Interview with RTÉ

Interview of Danièle Nouy, Chair of the Supervisory Board of the ECB, conducted by Sean Whelan and broadcast on 25 April 2018

Let’s start with an easy one – Brexit.

You said earlier this year that banks need to have their paperwork done - by June effectively - with the ECB and with the Bank of England, depending on which jurisdiction they are going to end up in. How is that process going?

Well we said that for the banks that need a licence within the euro area, for those banks that are locating on the continent and in Ireland – if they want to be sure to have the licence in time, whatever the circumstances, whatever the final agreement is, yes this is what we expect. Obviously we will do our best to address all possible issues on time to help the banks to have a smooth and comfortable transition in their relationships with their customers. But people have to be reminded that it takes time so they have to move early enough.

And are they moving early enough? Are you seeing sufficient volumes…?

Yes. For a number of months we were having more general discussions, and possible potential plans. They were testing our reactions to certain issues but after these discussions, starting at the end of last year, and more this year even, we see plans that are quite advanced - sometimes complete - and we have started working on the licences; and we have been formally asked to provide those licences that may be needed.

◆ Problem A:
Using the interview, decide whether each statement agrees with it. Answer yes or no for each, and quote the words that settle it.
(i) Banks are told to move early because getting a licence takes time.
(ii) The ECB has not yet been formally asked for any licences.
(iii) The interview was broadcast on 25 April 2018.
The interview and the rows have nothing to do with each other.

Rows from a dataset:
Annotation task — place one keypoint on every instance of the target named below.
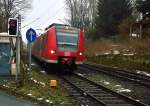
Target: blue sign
(31, 35)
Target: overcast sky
(42, 14)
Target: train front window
(67, 41)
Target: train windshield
(67, 40)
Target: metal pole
(18, 48)
(29, 58)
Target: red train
(60, 44)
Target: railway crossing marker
(31, 37)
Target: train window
(67, 41)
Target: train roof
(56, 24)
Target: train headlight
(80, 53)
(52, 51)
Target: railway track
(126, 75)
(97, 94)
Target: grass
(131, 55)
(38, 89)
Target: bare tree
(10, 8)
(81, 12)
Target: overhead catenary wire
(38, 18)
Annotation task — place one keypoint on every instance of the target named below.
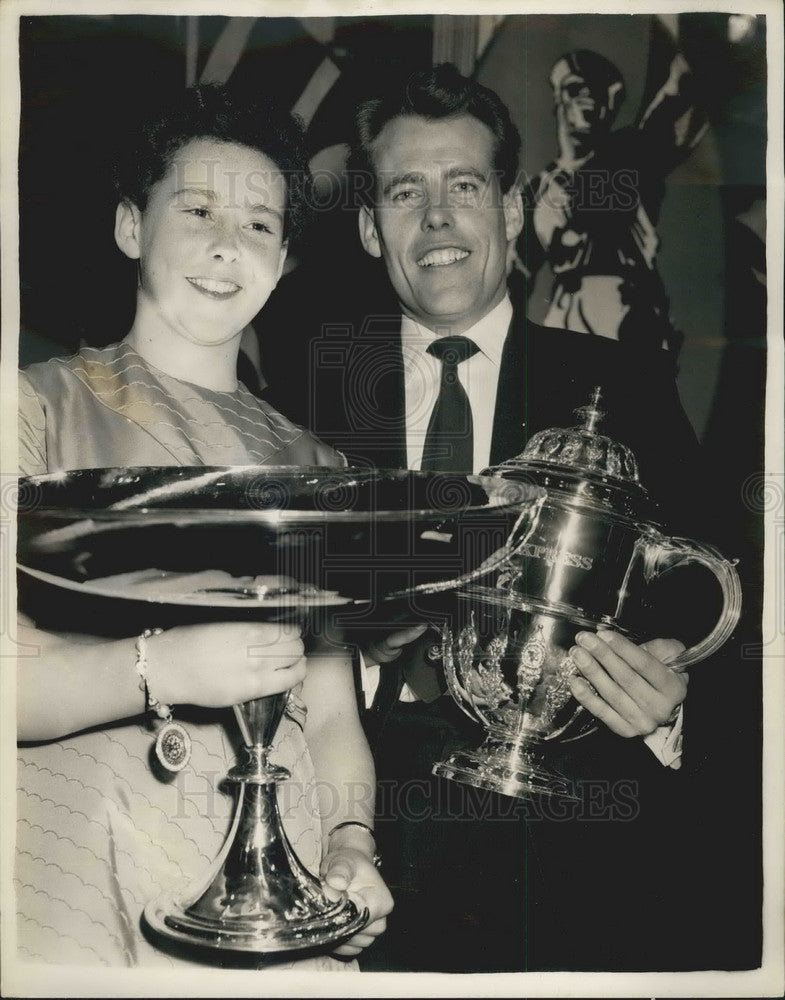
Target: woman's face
(210, 242)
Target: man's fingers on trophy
(615, 655)
(585, 693)
(662, 651)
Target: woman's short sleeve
(32, 430)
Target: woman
(208, 197)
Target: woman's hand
(225, 663)
(348, 867)
(630, 688)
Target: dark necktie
(449, 447)
(449, 444)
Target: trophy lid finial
(591, 414)
(582, 448)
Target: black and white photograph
(392, 504)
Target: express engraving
(554, 556)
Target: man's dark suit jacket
(615, 894)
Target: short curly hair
(437, 93)
(212, 111)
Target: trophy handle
(661, 554)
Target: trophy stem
(509, 765)
(257, 896)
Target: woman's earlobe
(127, 229)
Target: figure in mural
(592, 212)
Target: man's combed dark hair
(437, 93)
(215, 112)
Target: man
(594, 209)
(437, 162)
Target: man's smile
(442, 256)
(214, 288)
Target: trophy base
(262, 934)
(505, 766)
(257, 897)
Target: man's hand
(389, 648)
(349, 869)
(627, 687)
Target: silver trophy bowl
(277, 543)
(589, 562)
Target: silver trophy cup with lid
(593, 555)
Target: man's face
(584, 105)
(440, 221)
(209, 242)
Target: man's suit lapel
(508, 421)
(373, 396)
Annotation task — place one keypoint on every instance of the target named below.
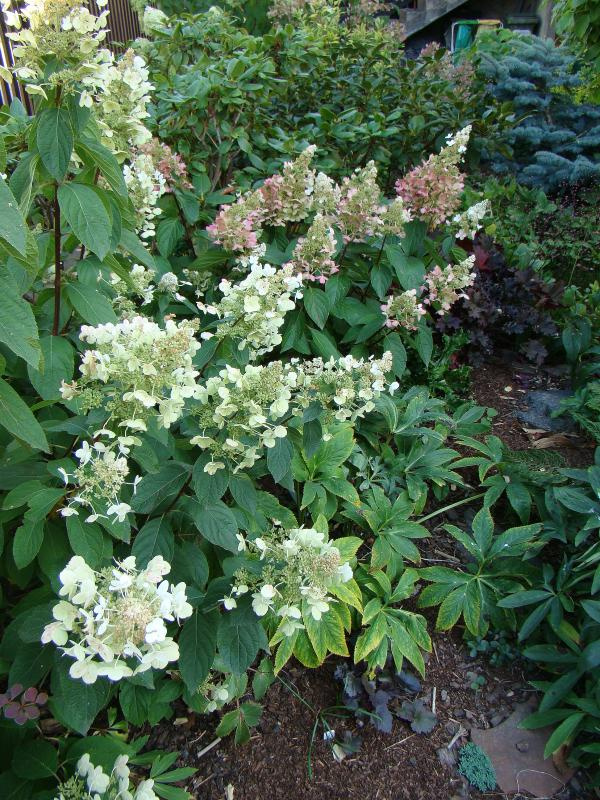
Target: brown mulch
(399, 766)
(402, 765)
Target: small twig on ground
(389, 747)
(209, 747)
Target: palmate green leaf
(57, 365)
(451, 608)
(54, 139)
(88, 218)
(197, 648)
(18, 419)
(13, 230)
(18, 328)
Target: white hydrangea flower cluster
(63, 30)
(469, 221)
(348, 386)
(403, 310)
(146, 184)
(116, 615)
(140, 285)
(299, 568)
(245, 407)
(120, 92)
(253, 310)
(444, 286)
(92, 783)
(99, 477)
(147, 371)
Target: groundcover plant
(208, 466)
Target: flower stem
(57, 263)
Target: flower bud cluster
(469, 221)
(444, 285)
(346, 386)
(112, 623)
(147, 370)
(145, 184)
(92, 783)
(62, 30)
(359, 210)
(403, 310)
(240, 413)
(253, 310)
(299, 568)
(432, 190)
(120, 92)
(313, 253)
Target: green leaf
(74, 703)
(18, 328)
(57, 365)
(324, 346)
(326, 634)
(317, 306)
(410, 270)
(263, 678)
(168, 234)
(27, 542)
(451, 608)
(12, 225)
(424, 343)
(35, 759)
(240, 638)
(95, 153)
(563, 733)
(160, 488)
(217, 523)
(208, 488)
(197, 648)
(88, 541)
(54, 138)
(18, 419)
(279, 458)
(89, 220)
(154, 539)
(92, 305)
(393, 343)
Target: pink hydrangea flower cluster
(288, 197)
(313, 252)
(432, 190)
(237, 226)
(444, 285)
(170, 165)
(403, 310)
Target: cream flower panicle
(112, 622)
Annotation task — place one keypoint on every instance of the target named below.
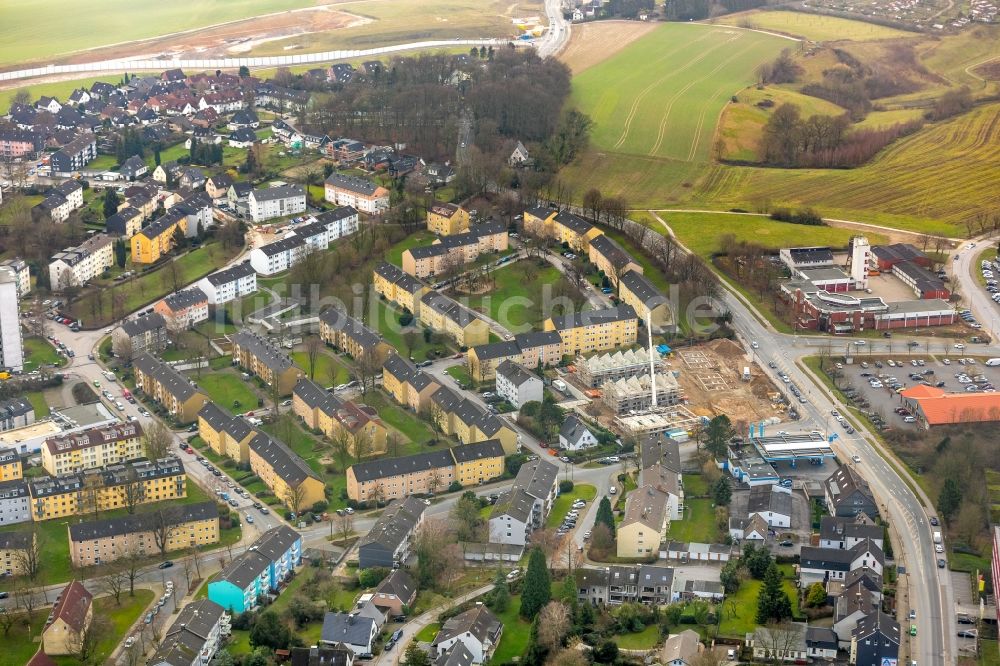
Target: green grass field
(661, 96)
(325, 362)
(928, 182)
(31, 31)
(814, 26)
(563, 502)
(226, 386)
(515, 300)
(702, 232)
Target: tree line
(821, 141)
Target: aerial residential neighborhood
(559, 334)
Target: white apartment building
(22, 277)
(271, 202)
(229, 284)
(11, 351)
(278, 256)
(79, 265)
(359, 193)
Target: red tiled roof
(940, 408)
(73, 604)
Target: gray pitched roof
(350, 629)
(592, 317)
(396, 524)
(143, 324)
(286, 463)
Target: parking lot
(873, 385)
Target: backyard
(227, 388)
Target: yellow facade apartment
(387, 479)
(320, 410)
(114, 487)
(563, 227)
(595, 330)
(168, 387)
(447, 316)
(145, 533)
(288, 476)
(398, 287)
(260, 357)
(93, 448)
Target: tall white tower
(861, 253)
(11, 352)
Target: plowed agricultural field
(661, 96)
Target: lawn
(121, 619)
(702, 232)
(406, 422)
(519, 295)
(395, 253)
(643, 640)
(38, 352)
(739, 611)
(698, 524)
(564, 501)
(661, 96)
(427, 634)
(516, 633)
(814, 26)
(37, 400)
(388, 325)
(324, 362)
(226, 387)
(150, 286)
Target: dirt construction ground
(710, 375)
(593, 43)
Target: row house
(230, 284)
(454, 251)
(145, 334)
(261, 570)
(147, 533)
(323, 411)
(441, 313)
(183, 309)
(162, 383)
(262, 358)
(398, 287)
(531, 350)
(395, 478)
(389, 541)
(343, 332)
(224, 433)
(358, 193)
(114, 487)
(469, 422)
(76, 266)
(286, 474)
(595, 330)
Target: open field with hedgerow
(661, 95)
(32, 30)
(814, 27)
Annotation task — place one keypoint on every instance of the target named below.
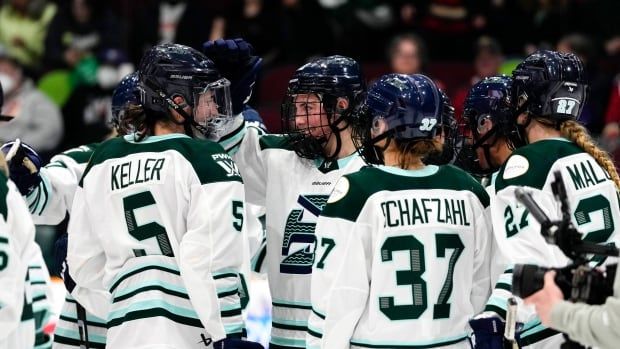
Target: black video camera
(578, 281)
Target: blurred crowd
(60, 60)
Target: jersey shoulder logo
(227, 163)
(516, 166)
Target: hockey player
(403, 248)
(292, 176)
(49, 192)
(488, 136)
(17, 251)
(549, 91)
(162, 215)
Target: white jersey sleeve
(52, 199)
(593, 200)
(340, 290)
(17, 248)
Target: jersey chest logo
(299, 233)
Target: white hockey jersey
(402, 260)
(593, 198)
(17, 249)
(293, 191)
(158, 224)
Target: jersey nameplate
(136, 171)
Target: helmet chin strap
(189, 120)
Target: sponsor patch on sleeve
(516, 166)
(340, 190)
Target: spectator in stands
(81, 31)
(487, 62)
(593, 114)
(37, 120)
(23, 26)
(407, 54)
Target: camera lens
(527, 279)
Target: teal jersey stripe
(291, 304)
(318, 314)
(75, 342)
(504, 286)
(167, 268)
(75, 334)
(289, 325)
(314, 332)
(150, 304)
(224, 276)
(288, 342)
(421, 345)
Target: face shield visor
(213, 108)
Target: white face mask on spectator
(8, 83)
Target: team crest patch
(340, 190)
(516, 166)
(227, 163)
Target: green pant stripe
(408, 346)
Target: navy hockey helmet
(171, 70)
(413, 108)
(489, 100)
(550, 84)
(126, 93)
(313, 93)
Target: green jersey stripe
(139, 270)
(75, 342)
(88, 322)
(150, 288)
(149, 313)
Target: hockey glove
(235, 343)
(235, 59)
(24, 165)
(489, 332)
(60, 262)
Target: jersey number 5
(413, 276)
(145, 231)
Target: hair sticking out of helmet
(447, 135)
(487, 119)
(125, 95)
(550, 85)
(319, 104)
(170, 71)
(411, 110)
(3, 117)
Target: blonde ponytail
(575, 132)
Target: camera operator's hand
(546, 298)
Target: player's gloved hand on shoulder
(60, 262)
(235, 60)
(236, 343)
(24, 165)
(489, 332)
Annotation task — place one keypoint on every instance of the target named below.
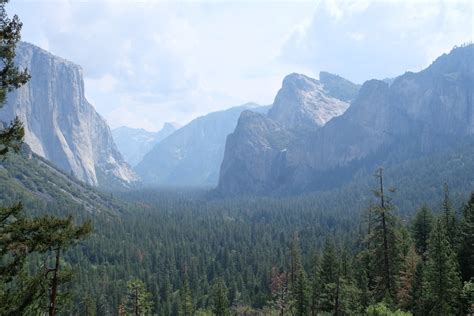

◆ Problem B:
Pull out every line of the rows that contains the string "hair".

◆ Complete answer A:
(i) Yes: "it takes time so they have to move early enough."
(ii) No: "we have been formally asked to provide those licences that may be needed."
(iii) Yes: "broadcast on 25 April 2018"

◆ Complete answer B:
Target: short curly hair
Target: man's combed dark hair
Target: hair sticking out of helmet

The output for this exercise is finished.